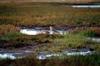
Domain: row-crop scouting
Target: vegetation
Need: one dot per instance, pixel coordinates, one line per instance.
(93, 60)
(13, 16)
(47, 14)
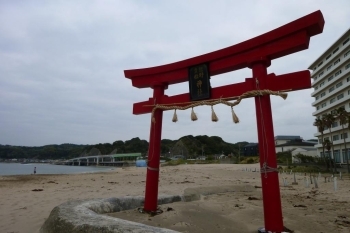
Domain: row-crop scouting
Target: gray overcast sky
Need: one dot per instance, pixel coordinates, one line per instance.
(62, 63)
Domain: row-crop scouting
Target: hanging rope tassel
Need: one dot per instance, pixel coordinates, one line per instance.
(283, 95)
(213, 115)
(175, 117)
(193, 116)
(234, 116)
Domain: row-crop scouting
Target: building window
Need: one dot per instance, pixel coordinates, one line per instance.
(335, 50)
(344, 135)
(339, 84)
(337, 73)
(337, 61)
(335, 124)
(347, 53)
(337, 156)
(346, 41)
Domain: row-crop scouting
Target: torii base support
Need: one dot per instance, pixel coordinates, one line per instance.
(262, 230)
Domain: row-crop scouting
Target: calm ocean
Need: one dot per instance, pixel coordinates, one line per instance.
(42, 168)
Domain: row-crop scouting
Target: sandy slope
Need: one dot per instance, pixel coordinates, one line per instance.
(23, 210)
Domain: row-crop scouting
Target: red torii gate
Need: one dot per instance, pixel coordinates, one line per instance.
(256, 54)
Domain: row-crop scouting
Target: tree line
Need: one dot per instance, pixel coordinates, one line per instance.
(326, 122)
(187, 146)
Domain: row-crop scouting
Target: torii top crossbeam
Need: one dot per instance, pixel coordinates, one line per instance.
(287, 39)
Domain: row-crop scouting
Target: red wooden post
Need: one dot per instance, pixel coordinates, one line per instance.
(282, 41)
(151, 193)
(269, 180)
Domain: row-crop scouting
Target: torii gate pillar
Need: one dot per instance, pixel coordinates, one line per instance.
(270, 186)
(152, 179)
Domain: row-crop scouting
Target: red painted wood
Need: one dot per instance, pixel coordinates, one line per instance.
(279, 42)
(256, 54)
(270, 185)
(290, 82)
(152, 178)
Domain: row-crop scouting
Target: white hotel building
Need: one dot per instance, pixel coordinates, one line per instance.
(331, 83)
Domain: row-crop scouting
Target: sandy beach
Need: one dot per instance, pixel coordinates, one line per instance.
(26, 201)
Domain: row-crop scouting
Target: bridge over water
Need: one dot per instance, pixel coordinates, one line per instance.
(118, 160)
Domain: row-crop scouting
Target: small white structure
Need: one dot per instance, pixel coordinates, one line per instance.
(305, 151)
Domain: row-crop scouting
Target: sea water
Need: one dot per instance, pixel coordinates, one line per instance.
(43, 168)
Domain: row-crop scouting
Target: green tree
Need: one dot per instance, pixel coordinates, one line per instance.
(319, 123)
(343, 117)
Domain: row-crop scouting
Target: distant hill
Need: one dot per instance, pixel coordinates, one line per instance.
(189, 146)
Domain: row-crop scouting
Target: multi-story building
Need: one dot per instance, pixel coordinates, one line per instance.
(331, 83)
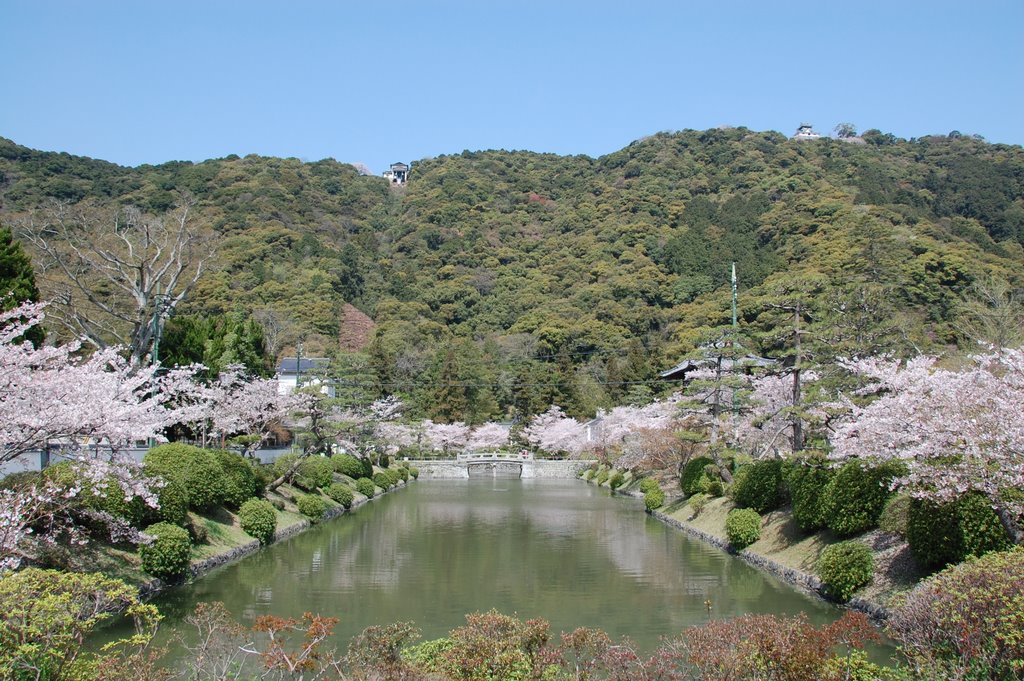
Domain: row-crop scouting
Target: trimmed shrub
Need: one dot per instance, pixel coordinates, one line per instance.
(966, 622)
(199, 470)
(760, 485)
(311, 506)
(692, 471)
(342, 494)
(648, 483)
(653, 499)
(944, 534)
(845, 567)
(241, 481)
(197, 528)
(258, 519)
(167, 556)
(742, 526)
(314, 473)
(895, 515)
(807, 479)
(173, 500)
(348, 465)
(853, 500)
(366, 487)
(697, 502)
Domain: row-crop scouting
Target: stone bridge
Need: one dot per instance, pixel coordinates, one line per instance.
(498, 464)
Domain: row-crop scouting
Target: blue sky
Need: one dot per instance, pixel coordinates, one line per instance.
(376, 82)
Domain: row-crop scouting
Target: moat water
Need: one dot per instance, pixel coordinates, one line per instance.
(560, 550)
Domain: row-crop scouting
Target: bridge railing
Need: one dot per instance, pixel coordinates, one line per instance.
(469, 457)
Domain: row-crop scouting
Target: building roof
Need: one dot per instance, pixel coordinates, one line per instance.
(292, 365)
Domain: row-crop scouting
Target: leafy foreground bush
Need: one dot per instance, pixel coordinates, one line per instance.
(493, 646)
(806, 479)
(966, 622)
(946, 534)
(760, 485)
(366, 487)
(742, 526)
(654, 499)
(167, 556)
(258, 519)
(845, 567)
(198, 470)
(342, 494)
(311, 506)
(853, 500)
(348, 465)
(46, 615)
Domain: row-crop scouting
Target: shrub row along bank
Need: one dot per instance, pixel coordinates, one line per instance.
(964, 623)
(212, 505)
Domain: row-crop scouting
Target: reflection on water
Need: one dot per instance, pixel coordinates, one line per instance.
(560, 550)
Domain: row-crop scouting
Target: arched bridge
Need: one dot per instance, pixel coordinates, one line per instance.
(498, 464)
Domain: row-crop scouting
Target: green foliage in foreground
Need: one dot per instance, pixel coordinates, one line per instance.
(946, 534)
(168, 555)
(966, 622)
(46, 616)
(742, 527)
(844, 567)
(311, 506)
(342, 494)
(198, 470)
(653, 499)
(366, 487)
(855, 497)
(258, 519)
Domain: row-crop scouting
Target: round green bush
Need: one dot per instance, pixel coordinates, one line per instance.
(342, 494)
(648, 483)
(896, 514)
(311, 506)
(806, 479)
(946, 534)
(742, 526)
(653, 499)
(348, 465)
(853, 500)
(172, 499)
(316, 473)
(258, 519)
(241, 480)
(844, 567)
(167, 556)
(366, 487)
(760, 485)
(692, 471)
(198, 469)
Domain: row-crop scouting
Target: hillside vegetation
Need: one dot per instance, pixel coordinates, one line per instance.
(503, 282)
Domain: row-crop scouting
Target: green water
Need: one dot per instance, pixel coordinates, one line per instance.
(560, 550)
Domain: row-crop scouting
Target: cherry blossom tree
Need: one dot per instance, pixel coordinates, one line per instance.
(240, 405)
(487, 436)
(957, 430)
(555, 432)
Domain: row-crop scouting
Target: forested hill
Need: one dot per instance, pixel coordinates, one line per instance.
(515, 279)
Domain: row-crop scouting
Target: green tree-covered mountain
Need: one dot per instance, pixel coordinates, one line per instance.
(501, 282)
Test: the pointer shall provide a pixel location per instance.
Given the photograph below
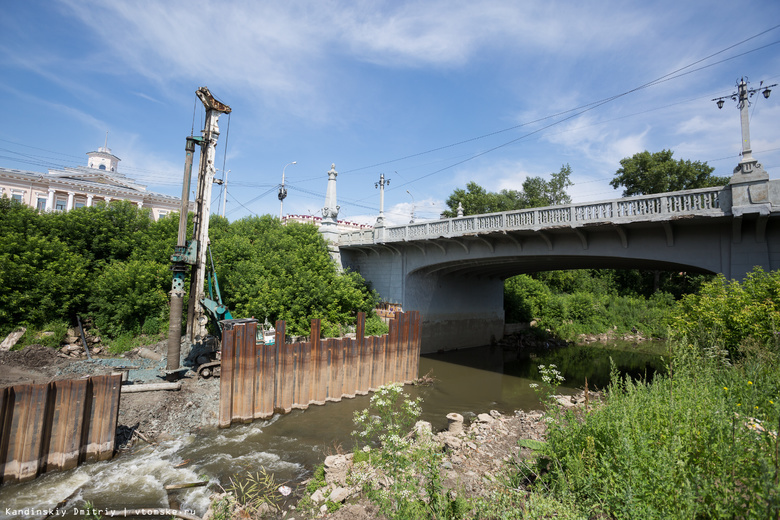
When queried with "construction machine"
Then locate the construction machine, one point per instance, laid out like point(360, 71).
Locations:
point(190, 254)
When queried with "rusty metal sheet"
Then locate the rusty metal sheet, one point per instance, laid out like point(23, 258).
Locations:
point(57, 425)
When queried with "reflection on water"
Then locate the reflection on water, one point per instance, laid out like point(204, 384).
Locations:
point(468, 381)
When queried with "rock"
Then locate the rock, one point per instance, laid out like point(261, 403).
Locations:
point(340, 494)
point(318, 496)
point(422, 429)
point(336, 470)
point(451, 443)
point(455, 423)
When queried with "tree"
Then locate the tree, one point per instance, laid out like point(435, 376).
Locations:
point(477, 200)
point(645, 173)
point(536, 192)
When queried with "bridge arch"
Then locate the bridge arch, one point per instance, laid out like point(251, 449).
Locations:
point(452, 270)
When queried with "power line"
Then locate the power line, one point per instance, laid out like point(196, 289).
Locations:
point(581, 109)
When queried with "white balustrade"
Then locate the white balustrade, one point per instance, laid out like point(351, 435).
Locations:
point(691, 202)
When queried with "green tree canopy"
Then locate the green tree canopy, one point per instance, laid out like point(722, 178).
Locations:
point(111, 263)
point(645, 173)
point(536, 192)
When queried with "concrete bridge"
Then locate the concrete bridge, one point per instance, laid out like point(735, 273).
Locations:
point(452, 270)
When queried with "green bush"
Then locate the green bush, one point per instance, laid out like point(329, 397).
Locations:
point(51, 334)
point(726, 312)
point(375, 326)
point(698, 443)
point(126, 294)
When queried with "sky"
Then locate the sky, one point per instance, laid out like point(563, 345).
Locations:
point(431, 93)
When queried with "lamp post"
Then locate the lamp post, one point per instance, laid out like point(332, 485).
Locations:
point(283, 190)
point(742, 97)
point(224, 193)
point(381, 185)
point(413, 206)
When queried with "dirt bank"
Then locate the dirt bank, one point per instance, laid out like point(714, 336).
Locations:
point(160, 414)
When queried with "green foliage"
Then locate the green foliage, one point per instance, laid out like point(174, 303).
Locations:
point(551, 379)
point(476, 200)
point(51, 334)
point(41, 278)
point(535, 192)
point(317, 480)
point(414, 466)
point(700, 442)
point(590, 309)
point(125, 294)
point(645, 173)
point(375, 326)
point(277, 272)
point(332, 506)
point(255, 492)
point(112, 263)
point(728, 312)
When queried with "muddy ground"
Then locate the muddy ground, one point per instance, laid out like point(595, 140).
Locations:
point(160, 414)
point(473, 458)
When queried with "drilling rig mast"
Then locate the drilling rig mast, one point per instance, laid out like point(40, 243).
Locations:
point(193, 252)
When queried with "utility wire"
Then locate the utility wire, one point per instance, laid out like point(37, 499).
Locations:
point(666, 77)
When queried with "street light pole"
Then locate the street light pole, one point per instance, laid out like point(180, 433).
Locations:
point(224, 193)
point(413, 206)
point(381, 185)
point(283, 190)
point(747, 164)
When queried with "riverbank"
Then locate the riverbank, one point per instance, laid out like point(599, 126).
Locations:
point(472, 462)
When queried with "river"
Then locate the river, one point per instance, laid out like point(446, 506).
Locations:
point(467, 381)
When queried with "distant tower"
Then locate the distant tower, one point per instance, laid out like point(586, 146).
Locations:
point(103, 159)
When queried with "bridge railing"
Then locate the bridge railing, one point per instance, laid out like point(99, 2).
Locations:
point(706, 201)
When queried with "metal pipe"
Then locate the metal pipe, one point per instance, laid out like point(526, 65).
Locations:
point(179, 268)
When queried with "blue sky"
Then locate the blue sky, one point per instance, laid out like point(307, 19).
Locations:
point(432, 93)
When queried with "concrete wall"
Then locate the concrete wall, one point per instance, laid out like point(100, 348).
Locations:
point(457, 284)
point(452, 270)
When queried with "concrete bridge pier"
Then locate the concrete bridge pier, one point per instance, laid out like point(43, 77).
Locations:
point(456, 311)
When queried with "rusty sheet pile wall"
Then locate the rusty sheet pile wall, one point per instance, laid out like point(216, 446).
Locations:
point(257, 379)
point(56, 425)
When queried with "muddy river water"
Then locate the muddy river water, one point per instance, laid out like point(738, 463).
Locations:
point(469, 381)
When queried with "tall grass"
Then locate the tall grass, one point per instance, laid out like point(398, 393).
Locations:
point(699, 442)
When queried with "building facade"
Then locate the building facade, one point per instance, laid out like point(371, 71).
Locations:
point(83, 186)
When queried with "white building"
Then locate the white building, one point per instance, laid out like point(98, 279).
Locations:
point(69, 188)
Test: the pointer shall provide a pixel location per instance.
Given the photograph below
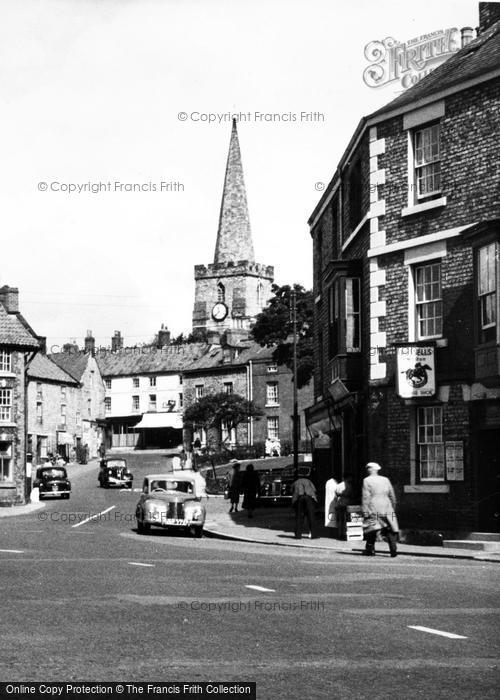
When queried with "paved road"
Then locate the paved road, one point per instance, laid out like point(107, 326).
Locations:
point(100, 602)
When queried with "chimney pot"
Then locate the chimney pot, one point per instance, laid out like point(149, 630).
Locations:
point(467, 35)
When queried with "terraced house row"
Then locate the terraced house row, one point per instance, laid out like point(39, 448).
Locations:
point(406, 270)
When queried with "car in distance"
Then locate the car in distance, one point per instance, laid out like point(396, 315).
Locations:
point(114, 472)
point(52, 482)
point(170, 501)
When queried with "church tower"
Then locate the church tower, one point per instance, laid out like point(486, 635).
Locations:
point(231, 291)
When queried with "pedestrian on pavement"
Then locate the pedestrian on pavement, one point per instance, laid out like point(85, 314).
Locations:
point(251, 486)
point(379, 510)
point(304, 500)
point(234, 487)
point(330, 513)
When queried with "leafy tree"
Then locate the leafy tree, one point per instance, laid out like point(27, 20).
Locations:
point(210, 412)
point(273, 327)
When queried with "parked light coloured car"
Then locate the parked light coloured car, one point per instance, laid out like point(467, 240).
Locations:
point(52, 482)
point(114, 472)
point(170, 501)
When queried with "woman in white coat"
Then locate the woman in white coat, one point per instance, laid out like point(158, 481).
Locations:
point(379, 510)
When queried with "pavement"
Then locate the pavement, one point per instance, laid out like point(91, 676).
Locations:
point(87, 597)
point(275, 526)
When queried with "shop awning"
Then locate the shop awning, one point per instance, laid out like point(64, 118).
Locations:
point(64, 438)
point(160, 420)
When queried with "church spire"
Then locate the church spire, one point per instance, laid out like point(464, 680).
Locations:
point(234, 237)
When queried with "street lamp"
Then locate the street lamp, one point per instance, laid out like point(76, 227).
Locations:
point(293, 311)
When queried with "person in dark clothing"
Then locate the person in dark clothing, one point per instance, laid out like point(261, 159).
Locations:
point(304, 500)
point(251, 486)
point(234, 487)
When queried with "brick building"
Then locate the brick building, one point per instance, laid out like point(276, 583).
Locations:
point(406, 267)
point(244, 367)
point(144, 393)
point(18, 344)
point(54, 410)
point(81, 365)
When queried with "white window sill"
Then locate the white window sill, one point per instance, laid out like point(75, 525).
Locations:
point(426, 488)
point(425, 206)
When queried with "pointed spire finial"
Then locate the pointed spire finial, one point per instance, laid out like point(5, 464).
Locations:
point(234, 237)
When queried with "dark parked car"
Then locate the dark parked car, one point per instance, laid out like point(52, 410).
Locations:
point(270, 487)
point(52, 482)
point(288, 477)
point(114, 472)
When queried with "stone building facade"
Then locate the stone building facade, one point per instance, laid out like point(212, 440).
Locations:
point(406, 262)
point(18, 344)
point(231, 291)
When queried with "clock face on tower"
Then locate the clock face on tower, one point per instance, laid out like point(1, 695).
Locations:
point(219, 311)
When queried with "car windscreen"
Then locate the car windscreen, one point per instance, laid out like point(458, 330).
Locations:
point(172, 485)
point(53, 473)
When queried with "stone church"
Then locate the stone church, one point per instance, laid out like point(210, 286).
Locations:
point(231, 291)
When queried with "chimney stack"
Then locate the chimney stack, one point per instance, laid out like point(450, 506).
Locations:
point(163, 337)
point(90, 343)
point(9, 297)
point(213, 338)
point(116, 342)
point(489, 14)
point(467, 35)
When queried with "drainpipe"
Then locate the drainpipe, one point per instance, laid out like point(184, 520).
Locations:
point(250, 396)
point(27, 479)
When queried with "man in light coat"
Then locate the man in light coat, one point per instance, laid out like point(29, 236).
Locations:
point(379, 510)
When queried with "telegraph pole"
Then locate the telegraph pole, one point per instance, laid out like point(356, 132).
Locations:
point(295, 401)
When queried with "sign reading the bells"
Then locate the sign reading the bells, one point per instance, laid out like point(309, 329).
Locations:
point(416, 372)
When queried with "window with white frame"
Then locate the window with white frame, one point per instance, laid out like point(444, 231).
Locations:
point(427, 164)
point(6, 405)
point(228, 433)
point(352, 315)
point(487, 291)
point(5, 361)
point(272, 394)
point(5, 461)
point(273, 427)
point(428, 298)
point(430, 443)
point(221, 292)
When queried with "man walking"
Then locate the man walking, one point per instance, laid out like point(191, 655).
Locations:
point(304, 500)
point(379, 510)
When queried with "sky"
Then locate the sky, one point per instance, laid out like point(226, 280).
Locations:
point(107, 94)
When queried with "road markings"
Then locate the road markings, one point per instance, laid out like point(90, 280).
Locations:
point(439, 632)
point(261, 588)
point(13, 551)
point(93, 517)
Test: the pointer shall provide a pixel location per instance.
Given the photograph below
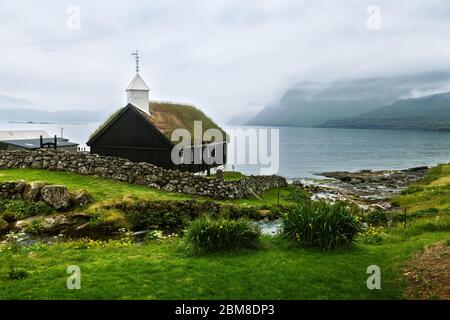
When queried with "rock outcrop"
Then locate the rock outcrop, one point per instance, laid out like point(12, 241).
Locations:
point(138, 173)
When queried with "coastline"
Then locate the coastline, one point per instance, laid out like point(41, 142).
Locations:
point(367, 189)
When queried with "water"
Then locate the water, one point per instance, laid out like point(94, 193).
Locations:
point(305, 152)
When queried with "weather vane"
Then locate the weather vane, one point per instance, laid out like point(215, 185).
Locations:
point(136, 54)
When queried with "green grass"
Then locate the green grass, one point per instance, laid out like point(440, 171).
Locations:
point(280, 270)
point(100, 188)
point(103, 189)
point(229, 176)
point(432, 193)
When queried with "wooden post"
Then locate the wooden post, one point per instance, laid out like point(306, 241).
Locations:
point(404, 222)
point(278, 191)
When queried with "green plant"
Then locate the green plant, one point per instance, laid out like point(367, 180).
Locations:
point(16, 273)
point(35, 227)
point(206, 234)
point(377, 218)
point(3, 224)
point(321, 225)
point(153, 235)
point(372, 235)
point(13, 241)
point(20, 209)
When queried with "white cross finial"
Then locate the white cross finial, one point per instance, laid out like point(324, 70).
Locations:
point(136, 54)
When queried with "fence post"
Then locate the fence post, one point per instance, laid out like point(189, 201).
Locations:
point(404, 221)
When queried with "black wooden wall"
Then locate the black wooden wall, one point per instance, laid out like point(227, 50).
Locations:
point(133, 137)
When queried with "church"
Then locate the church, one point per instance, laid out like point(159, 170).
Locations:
point(142, 131)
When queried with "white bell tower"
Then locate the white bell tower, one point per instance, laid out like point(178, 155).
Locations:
point(137, 90)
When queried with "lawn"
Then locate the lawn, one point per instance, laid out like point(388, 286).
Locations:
point(104, 189)
point(279, 269)
point(431, 194)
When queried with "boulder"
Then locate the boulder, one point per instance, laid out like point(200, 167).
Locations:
point(32, 191)
point(82, 198)
point(56, 196)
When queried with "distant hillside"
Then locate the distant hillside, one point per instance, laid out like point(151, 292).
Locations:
point(426, 113)
point(15, 109)
point(312, 104)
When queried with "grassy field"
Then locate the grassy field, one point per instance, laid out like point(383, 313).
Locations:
point(103, 189)
point(431, 194)
point(279, 269)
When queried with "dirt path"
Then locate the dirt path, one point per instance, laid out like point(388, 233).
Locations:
point(428, 273)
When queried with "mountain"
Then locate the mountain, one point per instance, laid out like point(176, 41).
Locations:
point(425, 113)
point(312, 104)
point(240, 119)
point(15, 109)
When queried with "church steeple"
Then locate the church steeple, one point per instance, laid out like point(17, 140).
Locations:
point(137, 90)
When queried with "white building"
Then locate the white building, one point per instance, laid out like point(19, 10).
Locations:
point(138, 93)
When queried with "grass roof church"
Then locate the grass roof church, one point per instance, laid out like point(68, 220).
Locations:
point(146, 131)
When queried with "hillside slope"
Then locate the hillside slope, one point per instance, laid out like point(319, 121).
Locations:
point(425, 113)
point(312, 104)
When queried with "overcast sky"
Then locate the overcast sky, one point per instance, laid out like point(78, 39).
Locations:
point(226, 56)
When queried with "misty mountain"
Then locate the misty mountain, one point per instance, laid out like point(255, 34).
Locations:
point(240, 119)
point(425, 113)
point(312, 104)
point(15, 109)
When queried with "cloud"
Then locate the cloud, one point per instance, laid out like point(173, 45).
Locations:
point(222, 55)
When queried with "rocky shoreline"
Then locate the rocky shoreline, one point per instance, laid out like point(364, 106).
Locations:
point(369, 190)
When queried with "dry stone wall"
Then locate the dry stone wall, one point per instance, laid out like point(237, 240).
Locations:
point(138, 173)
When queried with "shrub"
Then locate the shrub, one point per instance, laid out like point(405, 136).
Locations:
point(377, 218)
point(320, 225)
point(3, 224)
point(373, 235)
point(35, 227)
point(206, 234)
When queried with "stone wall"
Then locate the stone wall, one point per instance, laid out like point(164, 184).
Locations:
point(56, 196)
point(138, 173)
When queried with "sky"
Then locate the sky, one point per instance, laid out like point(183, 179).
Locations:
point(227, 57)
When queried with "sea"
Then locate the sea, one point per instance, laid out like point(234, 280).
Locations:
point(307, 152)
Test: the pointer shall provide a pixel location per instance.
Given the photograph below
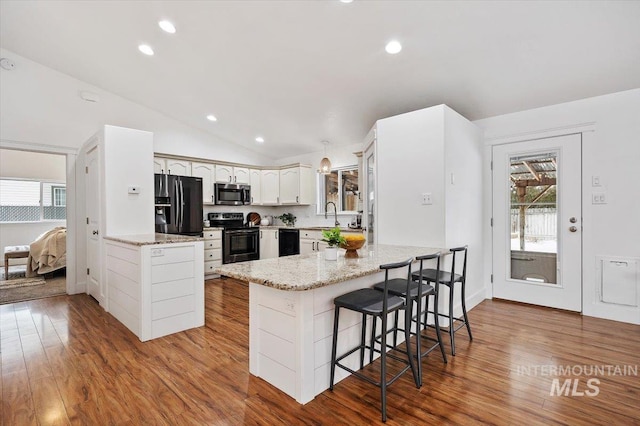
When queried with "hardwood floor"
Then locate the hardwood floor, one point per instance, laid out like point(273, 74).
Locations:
point(64, 360)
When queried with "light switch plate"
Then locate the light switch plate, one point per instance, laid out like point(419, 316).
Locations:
point(598, 198)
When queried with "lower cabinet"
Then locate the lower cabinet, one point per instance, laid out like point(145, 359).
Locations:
point(311, 242)
point(212, 251)
point(269, 247)
point(155, 289)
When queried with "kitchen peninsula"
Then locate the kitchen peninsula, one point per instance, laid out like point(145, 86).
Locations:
point(291, 313)
point(155, 282)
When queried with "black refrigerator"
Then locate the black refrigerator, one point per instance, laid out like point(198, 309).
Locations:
point(178, 208)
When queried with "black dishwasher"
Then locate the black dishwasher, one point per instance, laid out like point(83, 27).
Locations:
point(288, 241)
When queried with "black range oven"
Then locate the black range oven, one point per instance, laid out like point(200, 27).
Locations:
point(239, 243)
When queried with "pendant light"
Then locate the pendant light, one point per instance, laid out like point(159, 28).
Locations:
point(325, 164)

● What you should do: Report each line in the items above that contains the word "distance", matching case exactly.

● Complete output:
When queried with "car in distance"
Then locate the car in distance, one point per instance, laid out like point(396, 315).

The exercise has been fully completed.